-------- Dataset extract

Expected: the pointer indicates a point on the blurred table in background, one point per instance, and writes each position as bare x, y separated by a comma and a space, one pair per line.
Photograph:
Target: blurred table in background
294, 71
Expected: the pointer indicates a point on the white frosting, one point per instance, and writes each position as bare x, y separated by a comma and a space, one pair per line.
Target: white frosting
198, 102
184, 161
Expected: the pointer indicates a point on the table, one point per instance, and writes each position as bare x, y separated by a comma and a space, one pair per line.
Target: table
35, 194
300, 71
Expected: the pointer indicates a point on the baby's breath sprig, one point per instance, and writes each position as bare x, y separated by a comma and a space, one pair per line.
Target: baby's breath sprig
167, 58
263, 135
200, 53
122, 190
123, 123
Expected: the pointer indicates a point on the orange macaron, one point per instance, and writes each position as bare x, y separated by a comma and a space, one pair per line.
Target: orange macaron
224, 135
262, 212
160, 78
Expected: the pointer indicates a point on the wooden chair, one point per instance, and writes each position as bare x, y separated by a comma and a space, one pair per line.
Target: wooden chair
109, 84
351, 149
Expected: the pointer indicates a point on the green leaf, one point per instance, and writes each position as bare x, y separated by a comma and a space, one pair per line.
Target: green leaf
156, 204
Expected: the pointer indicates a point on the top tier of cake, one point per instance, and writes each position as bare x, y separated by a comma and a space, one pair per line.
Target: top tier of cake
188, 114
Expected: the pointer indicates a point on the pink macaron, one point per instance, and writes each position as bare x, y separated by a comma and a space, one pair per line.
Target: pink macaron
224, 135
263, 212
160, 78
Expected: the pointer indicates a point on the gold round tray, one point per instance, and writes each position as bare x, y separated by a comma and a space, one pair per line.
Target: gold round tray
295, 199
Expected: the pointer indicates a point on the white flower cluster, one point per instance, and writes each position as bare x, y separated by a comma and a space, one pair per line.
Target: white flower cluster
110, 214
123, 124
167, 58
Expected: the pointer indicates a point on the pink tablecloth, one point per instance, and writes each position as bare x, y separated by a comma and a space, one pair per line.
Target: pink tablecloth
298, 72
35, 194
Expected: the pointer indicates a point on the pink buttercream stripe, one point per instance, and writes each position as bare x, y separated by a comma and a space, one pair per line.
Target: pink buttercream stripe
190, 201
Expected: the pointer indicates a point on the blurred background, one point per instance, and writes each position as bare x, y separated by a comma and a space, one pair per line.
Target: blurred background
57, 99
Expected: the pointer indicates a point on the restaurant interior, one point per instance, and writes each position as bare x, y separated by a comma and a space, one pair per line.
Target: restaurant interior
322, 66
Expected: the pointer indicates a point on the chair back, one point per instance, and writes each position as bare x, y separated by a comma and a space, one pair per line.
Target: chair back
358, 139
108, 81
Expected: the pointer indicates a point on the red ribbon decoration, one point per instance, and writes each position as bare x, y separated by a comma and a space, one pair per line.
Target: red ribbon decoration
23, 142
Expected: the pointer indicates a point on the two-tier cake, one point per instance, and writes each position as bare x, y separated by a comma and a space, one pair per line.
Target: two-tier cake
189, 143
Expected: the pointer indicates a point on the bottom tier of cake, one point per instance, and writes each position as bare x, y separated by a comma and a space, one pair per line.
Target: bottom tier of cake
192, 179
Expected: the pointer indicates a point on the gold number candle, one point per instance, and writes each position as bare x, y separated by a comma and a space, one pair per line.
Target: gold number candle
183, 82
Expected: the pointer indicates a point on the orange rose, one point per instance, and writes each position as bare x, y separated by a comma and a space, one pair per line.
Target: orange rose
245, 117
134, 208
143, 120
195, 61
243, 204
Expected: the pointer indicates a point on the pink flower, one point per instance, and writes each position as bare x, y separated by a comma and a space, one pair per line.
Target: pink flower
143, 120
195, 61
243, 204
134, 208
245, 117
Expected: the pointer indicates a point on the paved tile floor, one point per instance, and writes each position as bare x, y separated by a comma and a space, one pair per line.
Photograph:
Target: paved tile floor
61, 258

----------------

What to do
Make an exact copy of the listing, including every line.

Completed task
Expected: the pointer indicates a point on the blurred table in background, one point per instance, and writes each position as bare x, y separated by a comma and a space, one pair per line.
Photograph:
Target: blurred table in background
294, 71
Expected: the pointer indicates a point on the white frosting, one point per instance, and writes each position as bare x, y separated by a comma and a space, one pair per line.
Target: white frosting
198, 102
184, 161
Expected: the pointer indicates a point on the table, one point per instance, and writes each position as bare x, y separated by a comma and a space, one pair per line.
Target: table
35, 194
300, 71
Expected: the pointer indicates a point on the baby's breath sprig, one point per instance, and writes each position as bare x, y separated by a comma and a space, one pair per line.
Target: baby's breath sprig
167, 58
263, 135
200, 53
122, 190
123, 123
Expected: the pointer indicates a point on the orange macaron, one point per instance, and writes each position as bare x, y separated by a comma and a space, one pair per line.
Target: orange macaron
224, 135
262, 212
160, 78
Expected: the pointer indicates a point on the wooden chair, one point per instance, and writes each position as bare x, y separated by a comma and a space, one pair per line.
Target: wooden chair
109, 84
351, 149
Expected: the pointer indicates a point on the green leaf, one point per instance, and writes each position as bare x, y separated by a comma and a space, one pair per line.
Target: green leaf
156, 204
Expected: the pointer indicates a point on the top tier of cake, one point per instance, and writes each position as bare x, y separated by a comma and a space, one pair per line.
Target: top tier of cake
188, 114
Expected: the pointer indicates a point on the pink macaron, one point per instance, and writes each position as bare x, y separated by a comma and a space, one pair per line.
Target: pink macaron
224, 135
263, 212
160, 78
Expected: the pointer indicates a point on the gold round tray, one point per instance, and writes each position as bare x, y separated by a comma and a space, one pair per line.
Target: gold round tray
295, 199
Expected: the pointer indicates a point on the white flower cluster, one point per instance, and writes each position as bare x, y separated by a comma and a space, one pair per line.
Target: white flower cluster
110, 214
123, 124
167, 58
Expected: the pointer indicates a point on the pink tablecloth, one point per instance, and writes each position as bare x, y separated by a comma and a space, one pair per line.
Target: pink tablecloth
298, 72
35, 194
Expected: the pointer indicates a point on the pink buttercream stripe, one point per instance, and writes each position as bare x, y separated by a comma and a space, one pair per line.
Target: pink buttercream stripe
190, 201
Expected: the pointer indicates a point on the blurred background, one point per instance, and writes each position as bare x, y separated by a comma and a space, one pair per line.
Target: blurred background
57, 99
Expected: the pointer indicates a point on the restaurant interior, one point per instance, and writes each position as bare x, y separated by a comma and a space, one pair per line.
Target: restaurant interior
322, 66
Expected: the pointer indicates a point on the chair back, one point per instance, and writes each position as bare x, y separated by a comma and a space, one pair per line.
Target: chair back
358, 139
108, 81
Expected: the pointer indicates a point on the red ribbon decoration, one point per instance, and writes each position as bare x, y separated by a comma and a space, one pair per line.
Target: red ribbon decoration
23, 142
Expected: the pointer indicates a point on the two-tier cake, one point per instance, and writes each position as bare x, y separated by a comma and a space, one pair per line.
Target: two-tier cake
189, 143
Expected: the pointer indicates a point on the bottom tier of cake, one point per instance, and writes each position as bare x, y separated by a comma and a space, one pair per line.
Target: bottom tier of cake
192, 179
Expected: the pointer indicates a point on the gold number candle, one point per instance, and writes each position as bare x, y separated by a comma and a space, one pair per line.
Target: gold number candle
183, 82
Expected: the pointer indicates a point on the orange rose, one point per instance, and writes each position as bare x, y separated by a comma and a space, one pair per line.
Target: orange rose
245, 117
134, 208
143, 120
195, 61
243, 204
Expected: the pointer indicates a point on the pink flower, one point per instance, and writes each position as bare x, y separated by a comma and a space, one pair per line.
Target: pink flower
143, 120
195, 61
243, 204
134, 208
245, 117
Expected: the pointer indicates a point on the paved tile floor, one point per instance, and writes each position as bare x, y separated by a comma and a space, one pair per line.
Photograph:
Target: paved tile floor
61, 258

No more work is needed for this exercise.